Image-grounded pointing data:
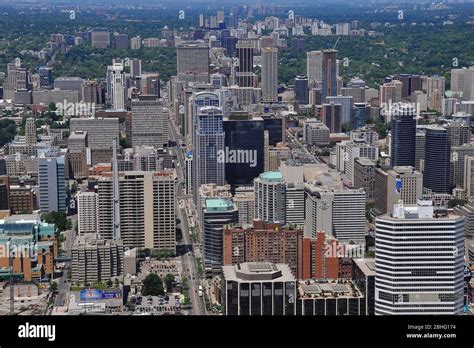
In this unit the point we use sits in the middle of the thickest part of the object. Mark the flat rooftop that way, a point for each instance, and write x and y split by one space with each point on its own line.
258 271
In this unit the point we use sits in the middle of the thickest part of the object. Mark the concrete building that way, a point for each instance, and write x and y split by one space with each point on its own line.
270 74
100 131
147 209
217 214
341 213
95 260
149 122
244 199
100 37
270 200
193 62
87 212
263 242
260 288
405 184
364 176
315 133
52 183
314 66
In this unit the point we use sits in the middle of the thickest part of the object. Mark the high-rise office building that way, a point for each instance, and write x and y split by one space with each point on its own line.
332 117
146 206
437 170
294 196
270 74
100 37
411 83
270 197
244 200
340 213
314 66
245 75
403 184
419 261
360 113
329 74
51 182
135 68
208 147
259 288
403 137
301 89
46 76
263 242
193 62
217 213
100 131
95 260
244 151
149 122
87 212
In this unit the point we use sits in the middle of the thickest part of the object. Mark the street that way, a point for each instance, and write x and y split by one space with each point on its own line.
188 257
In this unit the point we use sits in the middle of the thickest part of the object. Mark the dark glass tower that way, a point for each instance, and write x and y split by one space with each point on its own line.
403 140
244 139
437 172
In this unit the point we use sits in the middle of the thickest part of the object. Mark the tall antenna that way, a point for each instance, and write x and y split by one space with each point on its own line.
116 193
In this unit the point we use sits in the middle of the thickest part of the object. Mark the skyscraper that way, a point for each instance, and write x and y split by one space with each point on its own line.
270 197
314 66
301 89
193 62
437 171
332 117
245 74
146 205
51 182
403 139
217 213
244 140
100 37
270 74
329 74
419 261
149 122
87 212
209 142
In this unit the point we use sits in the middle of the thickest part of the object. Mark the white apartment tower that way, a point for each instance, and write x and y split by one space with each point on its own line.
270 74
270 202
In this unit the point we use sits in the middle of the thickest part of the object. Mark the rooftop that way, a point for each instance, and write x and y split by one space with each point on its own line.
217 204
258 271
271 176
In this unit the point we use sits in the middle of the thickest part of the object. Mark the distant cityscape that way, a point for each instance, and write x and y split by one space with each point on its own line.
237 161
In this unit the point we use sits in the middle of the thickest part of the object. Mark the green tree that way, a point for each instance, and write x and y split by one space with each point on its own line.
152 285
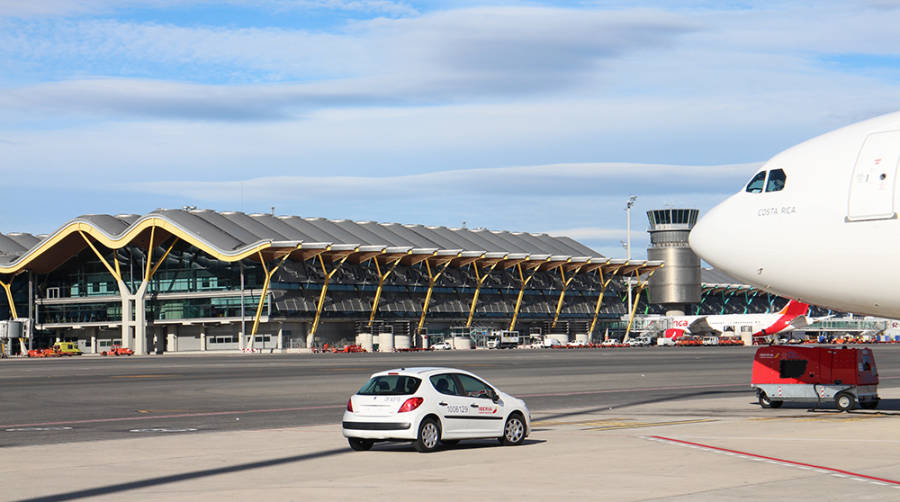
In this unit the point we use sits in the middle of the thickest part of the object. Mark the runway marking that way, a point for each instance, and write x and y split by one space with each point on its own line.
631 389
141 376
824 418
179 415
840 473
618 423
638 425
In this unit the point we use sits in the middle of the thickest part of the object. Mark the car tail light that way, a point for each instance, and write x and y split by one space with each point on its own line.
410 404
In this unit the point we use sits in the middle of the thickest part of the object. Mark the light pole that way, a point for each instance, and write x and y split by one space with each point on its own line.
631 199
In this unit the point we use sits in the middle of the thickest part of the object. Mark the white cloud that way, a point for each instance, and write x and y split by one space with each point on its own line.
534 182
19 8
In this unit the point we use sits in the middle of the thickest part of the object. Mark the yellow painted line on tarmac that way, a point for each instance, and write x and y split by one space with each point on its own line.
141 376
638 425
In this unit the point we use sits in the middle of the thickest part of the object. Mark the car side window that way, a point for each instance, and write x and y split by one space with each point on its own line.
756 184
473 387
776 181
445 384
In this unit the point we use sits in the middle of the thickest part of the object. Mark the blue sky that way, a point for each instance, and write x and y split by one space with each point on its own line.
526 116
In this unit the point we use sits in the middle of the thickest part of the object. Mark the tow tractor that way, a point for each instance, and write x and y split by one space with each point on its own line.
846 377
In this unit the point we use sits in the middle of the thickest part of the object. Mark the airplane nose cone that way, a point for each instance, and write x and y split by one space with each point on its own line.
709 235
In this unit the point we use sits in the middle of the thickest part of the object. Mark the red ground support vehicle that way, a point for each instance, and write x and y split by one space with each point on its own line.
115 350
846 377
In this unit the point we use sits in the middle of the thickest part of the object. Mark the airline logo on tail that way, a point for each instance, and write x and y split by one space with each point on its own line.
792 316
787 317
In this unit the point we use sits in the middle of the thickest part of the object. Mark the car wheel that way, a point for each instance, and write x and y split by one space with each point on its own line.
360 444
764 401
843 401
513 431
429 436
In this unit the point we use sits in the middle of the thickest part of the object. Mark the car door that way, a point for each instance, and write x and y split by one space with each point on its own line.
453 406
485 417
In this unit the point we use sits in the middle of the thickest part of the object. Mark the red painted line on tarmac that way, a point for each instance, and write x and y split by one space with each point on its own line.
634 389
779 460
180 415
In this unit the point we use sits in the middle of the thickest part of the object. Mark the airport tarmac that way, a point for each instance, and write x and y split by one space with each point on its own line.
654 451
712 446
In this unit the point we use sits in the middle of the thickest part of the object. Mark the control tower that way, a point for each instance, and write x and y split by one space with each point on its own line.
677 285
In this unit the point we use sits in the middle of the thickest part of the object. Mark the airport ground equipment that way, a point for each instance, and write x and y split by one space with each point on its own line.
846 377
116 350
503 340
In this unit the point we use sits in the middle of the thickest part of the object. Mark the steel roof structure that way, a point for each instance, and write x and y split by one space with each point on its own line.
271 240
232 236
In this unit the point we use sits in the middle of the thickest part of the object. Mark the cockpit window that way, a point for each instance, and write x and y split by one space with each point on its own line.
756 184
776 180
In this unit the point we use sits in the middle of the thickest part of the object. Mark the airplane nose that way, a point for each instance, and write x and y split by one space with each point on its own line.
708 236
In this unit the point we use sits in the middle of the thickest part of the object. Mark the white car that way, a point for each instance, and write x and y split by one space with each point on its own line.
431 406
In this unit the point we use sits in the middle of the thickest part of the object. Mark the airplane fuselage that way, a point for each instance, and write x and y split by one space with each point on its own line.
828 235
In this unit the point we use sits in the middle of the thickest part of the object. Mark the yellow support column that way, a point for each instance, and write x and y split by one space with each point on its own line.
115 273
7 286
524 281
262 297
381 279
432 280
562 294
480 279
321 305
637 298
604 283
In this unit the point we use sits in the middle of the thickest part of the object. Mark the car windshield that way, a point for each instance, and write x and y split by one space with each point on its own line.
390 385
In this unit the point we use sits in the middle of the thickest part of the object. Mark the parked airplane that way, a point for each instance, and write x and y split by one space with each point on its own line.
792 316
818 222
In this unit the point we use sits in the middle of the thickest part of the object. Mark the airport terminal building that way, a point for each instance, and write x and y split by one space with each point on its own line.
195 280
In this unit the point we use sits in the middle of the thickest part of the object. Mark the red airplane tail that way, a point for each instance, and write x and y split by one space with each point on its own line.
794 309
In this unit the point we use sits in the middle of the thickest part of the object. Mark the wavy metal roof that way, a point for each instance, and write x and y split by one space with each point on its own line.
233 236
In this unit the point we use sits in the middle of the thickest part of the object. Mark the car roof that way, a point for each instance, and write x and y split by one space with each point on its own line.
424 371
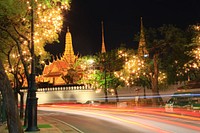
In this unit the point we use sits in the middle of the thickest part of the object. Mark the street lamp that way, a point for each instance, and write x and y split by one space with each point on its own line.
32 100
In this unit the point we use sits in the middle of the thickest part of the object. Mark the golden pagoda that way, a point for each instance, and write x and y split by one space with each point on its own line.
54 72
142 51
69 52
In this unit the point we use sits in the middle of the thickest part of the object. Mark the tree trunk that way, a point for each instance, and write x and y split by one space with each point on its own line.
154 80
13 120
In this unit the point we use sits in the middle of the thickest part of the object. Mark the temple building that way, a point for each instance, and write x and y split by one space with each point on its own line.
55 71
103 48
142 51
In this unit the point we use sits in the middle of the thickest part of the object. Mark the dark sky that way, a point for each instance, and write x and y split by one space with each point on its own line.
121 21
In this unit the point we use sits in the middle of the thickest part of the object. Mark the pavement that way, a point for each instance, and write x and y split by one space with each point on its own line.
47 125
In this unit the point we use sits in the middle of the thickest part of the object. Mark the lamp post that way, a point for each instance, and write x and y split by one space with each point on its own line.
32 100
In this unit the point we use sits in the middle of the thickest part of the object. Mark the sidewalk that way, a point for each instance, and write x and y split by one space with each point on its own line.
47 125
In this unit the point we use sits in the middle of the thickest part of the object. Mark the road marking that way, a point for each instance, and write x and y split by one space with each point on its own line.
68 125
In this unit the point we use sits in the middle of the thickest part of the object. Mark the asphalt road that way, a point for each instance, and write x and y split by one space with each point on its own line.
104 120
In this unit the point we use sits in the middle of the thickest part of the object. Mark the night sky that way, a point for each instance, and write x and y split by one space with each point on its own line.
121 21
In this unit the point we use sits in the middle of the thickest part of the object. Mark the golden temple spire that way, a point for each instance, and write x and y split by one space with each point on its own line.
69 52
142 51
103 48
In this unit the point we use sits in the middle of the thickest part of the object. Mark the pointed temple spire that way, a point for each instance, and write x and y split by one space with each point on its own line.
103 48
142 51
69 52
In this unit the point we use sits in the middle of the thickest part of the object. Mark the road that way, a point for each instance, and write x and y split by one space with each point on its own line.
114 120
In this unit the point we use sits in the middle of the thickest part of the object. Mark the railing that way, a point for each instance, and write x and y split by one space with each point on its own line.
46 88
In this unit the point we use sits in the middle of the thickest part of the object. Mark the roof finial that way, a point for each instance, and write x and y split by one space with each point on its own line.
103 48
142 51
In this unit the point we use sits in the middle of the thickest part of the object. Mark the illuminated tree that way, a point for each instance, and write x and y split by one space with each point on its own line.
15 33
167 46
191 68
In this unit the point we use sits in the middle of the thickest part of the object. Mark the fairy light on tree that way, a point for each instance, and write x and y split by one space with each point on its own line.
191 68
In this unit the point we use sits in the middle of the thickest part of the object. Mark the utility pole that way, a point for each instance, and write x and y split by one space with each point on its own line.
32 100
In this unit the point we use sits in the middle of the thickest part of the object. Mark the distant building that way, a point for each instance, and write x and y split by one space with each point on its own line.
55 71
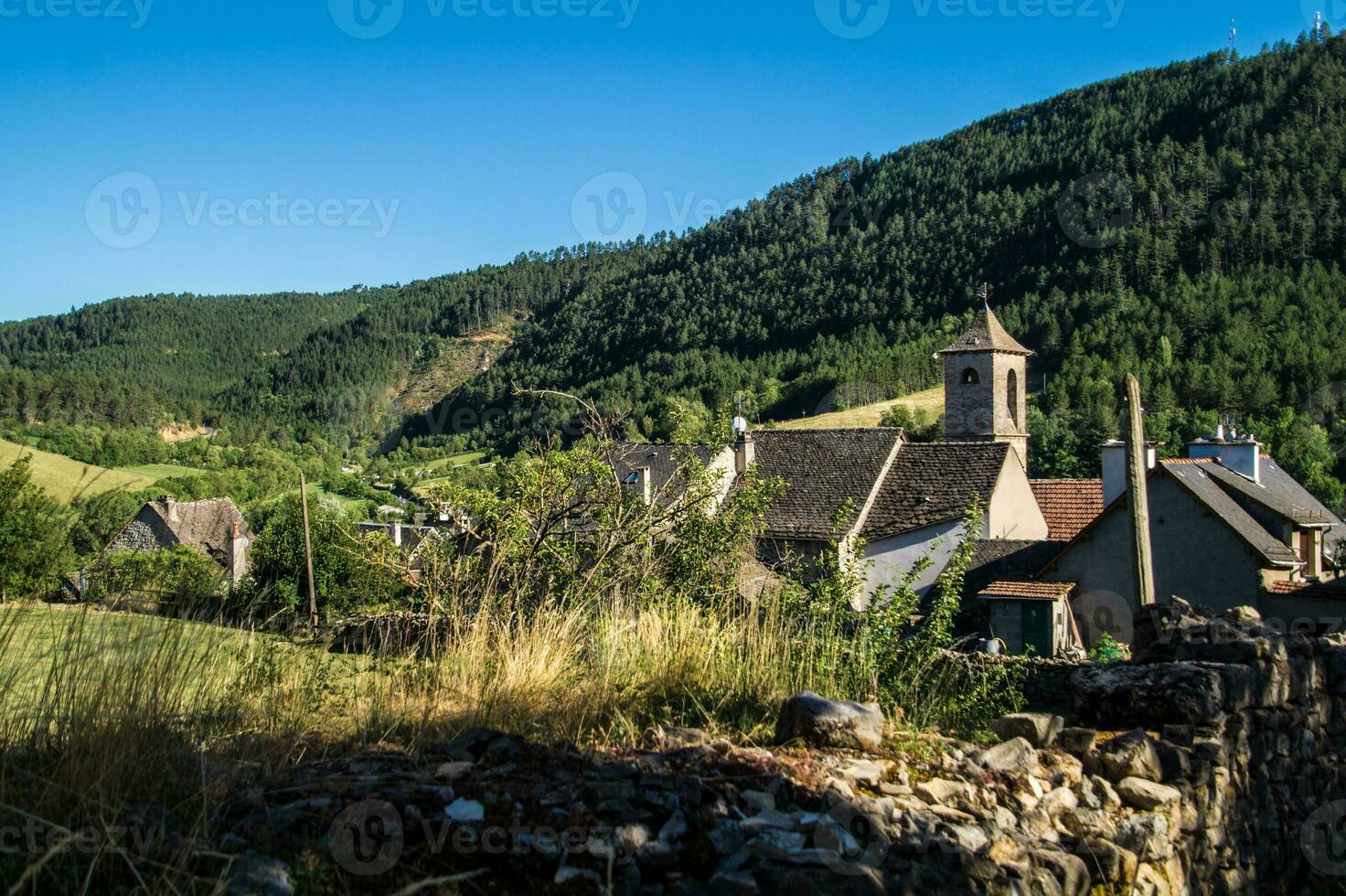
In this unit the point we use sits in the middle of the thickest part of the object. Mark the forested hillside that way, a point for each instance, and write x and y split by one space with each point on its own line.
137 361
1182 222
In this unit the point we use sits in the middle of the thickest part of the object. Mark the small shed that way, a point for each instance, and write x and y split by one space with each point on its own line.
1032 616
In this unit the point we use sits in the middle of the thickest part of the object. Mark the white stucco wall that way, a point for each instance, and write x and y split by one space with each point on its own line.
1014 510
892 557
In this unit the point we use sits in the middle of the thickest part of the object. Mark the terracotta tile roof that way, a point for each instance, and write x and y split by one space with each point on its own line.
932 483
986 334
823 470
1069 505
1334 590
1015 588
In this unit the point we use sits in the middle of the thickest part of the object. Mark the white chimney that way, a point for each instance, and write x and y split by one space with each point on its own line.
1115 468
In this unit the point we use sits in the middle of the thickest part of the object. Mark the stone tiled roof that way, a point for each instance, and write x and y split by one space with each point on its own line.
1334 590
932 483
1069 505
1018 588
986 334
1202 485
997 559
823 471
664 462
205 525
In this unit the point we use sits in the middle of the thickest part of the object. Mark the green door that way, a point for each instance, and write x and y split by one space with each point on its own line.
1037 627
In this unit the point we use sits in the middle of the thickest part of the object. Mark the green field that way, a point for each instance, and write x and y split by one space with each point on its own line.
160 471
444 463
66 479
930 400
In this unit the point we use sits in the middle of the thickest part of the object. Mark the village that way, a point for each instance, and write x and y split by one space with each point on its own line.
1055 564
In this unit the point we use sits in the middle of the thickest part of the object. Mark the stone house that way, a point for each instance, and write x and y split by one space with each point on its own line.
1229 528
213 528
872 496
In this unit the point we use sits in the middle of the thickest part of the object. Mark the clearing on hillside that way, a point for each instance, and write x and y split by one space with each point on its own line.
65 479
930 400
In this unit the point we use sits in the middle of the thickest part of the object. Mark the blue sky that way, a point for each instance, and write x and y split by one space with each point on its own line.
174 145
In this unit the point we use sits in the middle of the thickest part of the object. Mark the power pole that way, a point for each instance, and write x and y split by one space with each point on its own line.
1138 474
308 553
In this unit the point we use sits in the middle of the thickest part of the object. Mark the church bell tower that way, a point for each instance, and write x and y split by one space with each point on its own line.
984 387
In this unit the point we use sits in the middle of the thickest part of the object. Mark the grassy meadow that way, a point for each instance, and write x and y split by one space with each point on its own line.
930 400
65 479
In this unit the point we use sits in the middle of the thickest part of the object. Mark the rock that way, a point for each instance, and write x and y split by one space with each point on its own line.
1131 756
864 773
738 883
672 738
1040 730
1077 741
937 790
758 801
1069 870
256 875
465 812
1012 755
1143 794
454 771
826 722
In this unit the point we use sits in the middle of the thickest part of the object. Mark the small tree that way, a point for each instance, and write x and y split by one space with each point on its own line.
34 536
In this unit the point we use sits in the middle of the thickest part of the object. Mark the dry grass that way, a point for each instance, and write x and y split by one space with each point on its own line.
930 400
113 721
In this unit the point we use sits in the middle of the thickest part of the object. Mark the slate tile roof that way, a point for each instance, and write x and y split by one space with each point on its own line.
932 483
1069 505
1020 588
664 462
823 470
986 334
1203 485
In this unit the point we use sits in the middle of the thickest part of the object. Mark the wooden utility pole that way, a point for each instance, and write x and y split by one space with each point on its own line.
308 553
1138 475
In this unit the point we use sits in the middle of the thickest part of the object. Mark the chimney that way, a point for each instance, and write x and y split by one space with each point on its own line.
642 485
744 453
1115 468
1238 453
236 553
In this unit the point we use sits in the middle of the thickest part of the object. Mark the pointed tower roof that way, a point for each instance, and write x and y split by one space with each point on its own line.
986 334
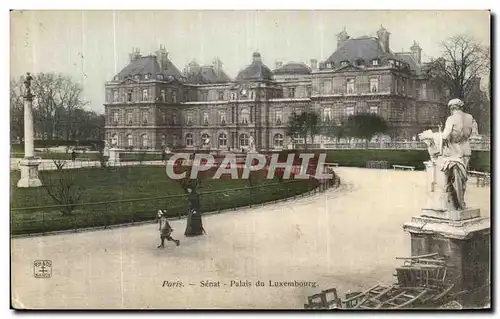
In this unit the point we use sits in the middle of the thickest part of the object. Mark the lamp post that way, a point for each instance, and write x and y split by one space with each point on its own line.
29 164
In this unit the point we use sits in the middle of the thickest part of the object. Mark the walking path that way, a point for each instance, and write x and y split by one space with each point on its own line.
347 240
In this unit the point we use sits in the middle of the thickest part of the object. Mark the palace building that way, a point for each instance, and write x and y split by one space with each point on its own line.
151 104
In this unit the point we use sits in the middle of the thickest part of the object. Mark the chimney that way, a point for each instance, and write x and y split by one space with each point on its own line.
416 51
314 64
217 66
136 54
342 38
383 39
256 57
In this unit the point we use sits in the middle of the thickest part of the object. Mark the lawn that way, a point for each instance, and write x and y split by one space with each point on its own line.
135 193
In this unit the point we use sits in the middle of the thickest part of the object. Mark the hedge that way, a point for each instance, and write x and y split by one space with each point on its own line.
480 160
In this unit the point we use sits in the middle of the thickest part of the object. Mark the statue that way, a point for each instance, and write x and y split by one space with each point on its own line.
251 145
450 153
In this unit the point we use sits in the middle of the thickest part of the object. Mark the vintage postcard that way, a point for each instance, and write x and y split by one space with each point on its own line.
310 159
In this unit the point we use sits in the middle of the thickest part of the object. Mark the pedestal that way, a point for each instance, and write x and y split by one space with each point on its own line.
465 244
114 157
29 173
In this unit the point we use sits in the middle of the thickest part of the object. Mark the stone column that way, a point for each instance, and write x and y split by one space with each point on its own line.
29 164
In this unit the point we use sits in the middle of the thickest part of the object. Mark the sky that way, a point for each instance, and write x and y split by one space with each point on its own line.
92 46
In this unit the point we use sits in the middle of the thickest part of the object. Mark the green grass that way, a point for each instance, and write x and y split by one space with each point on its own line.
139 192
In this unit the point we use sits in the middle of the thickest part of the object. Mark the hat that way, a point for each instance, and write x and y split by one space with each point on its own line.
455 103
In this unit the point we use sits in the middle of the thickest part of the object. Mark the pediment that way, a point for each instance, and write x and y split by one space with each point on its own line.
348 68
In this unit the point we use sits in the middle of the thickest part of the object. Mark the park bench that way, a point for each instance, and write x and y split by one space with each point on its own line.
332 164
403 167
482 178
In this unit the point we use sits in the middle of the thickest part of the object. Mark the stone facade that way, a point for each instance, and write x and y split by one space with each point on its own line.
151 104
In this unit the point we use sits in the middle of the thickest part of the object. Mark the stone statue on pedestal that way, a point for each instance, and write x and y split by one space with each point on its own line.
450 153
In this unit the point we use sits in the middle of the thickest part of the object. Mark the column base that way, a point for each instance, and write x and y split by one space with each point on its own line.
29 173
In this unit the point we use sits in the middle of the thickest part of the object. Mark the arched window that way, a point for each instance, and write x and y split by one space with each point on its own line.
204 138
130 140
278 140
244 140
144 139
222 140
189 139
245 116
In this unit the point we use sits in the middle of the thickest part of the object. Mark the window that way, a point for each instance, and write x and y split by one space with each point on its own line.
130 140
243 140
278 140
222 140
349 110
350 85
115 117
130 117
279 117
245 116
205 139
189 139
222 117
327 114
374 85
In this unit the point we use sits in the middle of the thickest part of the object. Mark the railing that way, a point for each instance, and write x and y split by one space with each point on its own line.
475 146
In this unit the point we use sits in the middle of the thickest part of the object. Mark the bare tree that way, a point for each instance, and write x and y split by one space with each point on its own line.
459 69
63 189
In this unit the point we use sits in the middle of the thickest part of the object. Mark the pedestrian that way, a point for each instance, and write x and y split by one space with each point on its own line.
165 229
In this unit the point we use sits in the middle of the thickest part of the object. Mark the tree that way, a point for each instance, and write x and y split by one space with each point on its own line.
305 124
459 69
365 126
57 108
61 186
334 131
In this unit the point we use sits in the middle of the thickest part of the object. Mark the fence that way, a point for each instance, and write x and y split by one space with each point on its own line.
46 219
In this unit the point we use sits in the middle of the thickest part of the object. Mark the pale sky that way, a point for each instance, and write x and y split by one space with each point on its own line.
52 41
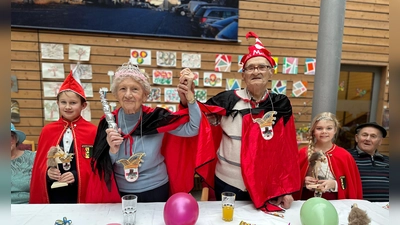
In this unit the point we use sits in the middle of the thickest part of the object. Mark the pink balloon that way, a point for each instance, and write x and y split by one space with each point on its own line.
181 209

● INSTRUCTIONS FOR THE TASK
Reproduce exactly, with every picture left out, the lines from the one that contains "Mark the fence" to the final line of the records above.

● REPLY
In this unit the point we use sits in the middle of the thickest part of the object. Mark the fence that way, a point for each instance, and write x and y split by one space with each point on its own line.
46 219
In this unit the point we use sits in the middle of the thickest part of the object. Mark the pale sky that way, a point for each instance, and write x and y split by one space with each point on its own line.
52 41
In this unit the point we use sits in the middle of the thickest part of the object. Mark the pink balloon that way, a point for each instance, and write x and y split by one space with each point on its own line.
181 209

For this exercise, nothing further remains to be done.